◆ **Selected excerpt**:
Yes plane would be 10km up and going at 900 kmph any stuff that floats could be carried a long way.

The PA103 debris field stretched some 130 km to the east coast. It's all down to the prevailing winds at all flight levels and, most likely in this case, ocean currents.
 
The PA103 debris field stretched some 130 km to the east coast. It's all down to the prevailing winds at all flight levels and, most likely in this case, ocean currents.

but what's the likelihood of anything appearing on the west coast?
 
but what's the likelihood of anything appearing on the west coast?

That depends on what the authorities actually know as to what has been disclosed to the media. The last reported position would suggest searching the west coast (of Malaysia) would not be very fruitful. However we don't know what other sources of information the authorities have and in particular what primary radar data the local military bodies have nor what subset of that data if any they are willing to disclose (or equally what they don't have/know since it might indicate the extent of their abilities to potential adversaries).
 
Given the lack of debris and the limited fuel load available, the aircraft must have landed at a facility where its presence can be kept quiet. This would probably be either in the Vietnamese jungle (where recommissioning an old USAF runway would be quite straightforward) or, more likely in a remote region of China where the air traffic controllers could be relied upon to keep their mouths firmly shut. We can safely rule out North Korea for obvious reasons.

◆ **Extracted records**:
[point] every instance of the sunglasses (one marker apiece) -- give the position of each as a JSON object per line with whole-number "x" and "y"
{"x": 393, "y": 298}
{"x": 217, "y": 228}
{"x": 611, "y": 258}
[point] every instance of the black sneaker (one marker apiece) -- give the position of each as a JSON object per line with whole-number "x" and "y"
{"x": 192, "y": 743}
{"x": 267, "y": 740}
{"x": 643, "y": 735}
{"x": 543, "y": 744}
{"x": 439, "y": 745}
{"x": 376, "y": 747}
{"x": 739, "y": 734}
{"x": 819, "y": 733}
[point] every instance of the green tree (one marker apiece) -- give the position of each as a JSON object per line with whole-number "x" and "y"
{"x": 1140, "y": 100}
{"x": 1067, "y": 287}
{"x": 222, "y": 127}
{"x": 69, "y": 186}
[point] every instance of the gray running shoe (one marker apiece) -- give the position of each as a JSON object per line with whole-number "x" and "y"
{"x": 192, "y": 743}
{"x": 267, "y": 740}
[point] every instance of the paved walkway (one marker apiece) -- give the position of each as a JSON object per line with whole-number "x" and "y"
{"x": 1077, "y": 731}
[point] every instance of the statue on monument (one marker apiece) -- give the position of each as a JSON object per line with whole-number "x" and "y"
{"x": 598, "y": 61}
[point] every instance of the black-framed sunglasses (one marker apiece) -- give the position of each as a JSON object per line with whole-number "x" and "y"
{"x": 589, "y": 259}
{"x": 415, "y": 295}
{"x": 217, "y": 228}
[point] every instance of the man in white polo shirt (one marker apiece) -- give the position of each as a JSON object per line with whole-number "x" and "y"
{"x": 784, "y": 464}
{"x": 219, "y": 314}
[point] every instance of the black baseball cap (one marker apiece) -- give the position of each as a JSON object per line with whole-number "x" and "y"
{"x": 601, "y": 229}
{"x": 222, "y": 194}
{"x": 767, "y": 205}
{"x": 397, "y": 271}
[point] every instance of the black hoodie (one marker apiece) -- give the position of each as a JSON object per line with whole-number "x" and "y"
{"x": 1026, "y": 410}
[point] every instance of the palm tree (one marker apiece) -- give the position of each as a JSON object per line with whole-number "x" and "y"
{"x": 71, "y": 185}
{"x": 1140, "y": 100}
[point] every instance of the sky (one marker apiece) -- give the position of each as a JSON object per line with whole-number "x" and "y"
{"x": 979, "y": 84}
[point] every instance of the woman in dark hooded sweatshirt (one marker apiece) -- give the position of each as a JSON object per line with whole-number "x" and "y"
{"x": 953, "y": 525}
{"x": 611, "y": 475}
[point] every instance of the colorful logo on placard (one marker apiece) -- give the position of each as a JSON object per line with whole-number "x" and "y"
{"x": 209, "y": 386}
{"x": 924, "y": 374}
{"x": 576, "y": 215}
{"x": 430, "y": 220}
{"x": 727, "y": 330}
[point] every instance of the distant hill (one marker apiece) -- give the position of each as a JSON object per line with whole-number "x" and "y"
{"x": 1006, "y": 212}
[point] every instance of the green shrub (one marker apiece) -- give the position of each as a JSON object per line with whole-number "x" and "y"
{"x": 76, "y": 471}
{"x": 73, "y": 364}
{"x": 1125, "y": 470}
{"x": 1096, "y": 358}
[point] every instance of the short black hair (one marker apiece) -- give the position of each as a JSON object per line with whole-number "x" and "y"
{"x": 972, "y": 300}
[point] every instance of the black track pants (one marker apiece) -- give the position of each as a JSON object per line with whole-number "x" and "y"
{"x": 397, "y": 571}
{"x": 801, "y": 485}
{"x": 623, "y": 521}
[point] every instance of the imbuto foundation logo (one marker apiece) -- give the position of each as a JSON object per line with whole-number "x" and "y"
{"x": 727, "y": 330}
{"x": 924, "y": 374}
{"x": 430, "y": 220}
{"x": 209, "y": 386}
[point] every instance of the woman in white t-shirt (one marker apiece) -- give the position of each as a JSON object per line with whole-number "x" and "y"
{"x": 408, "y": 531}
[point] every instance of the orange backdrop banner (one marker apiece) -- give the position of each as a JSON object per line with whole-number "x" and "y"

◆ **Work instructions**:
Write out everything in the aircraft discussion from "Given the lack" down to "for obvious reasons.", word for word. This material was taken from a separate source.

◆ **Written response**:
Given the lack of debris and the limited fuel load available, the aircraft must have landed at a facility where its presence can be kept quiet. This would probably be either in the Vietnamese jungle (where recommissioning an old USAF runway would be quite straightforward) or, more likely in a remote region of China where the air traffic controllers could be relied upon to keep their mouths firmly shut. We can safely rule out North Korea for obvious reasons.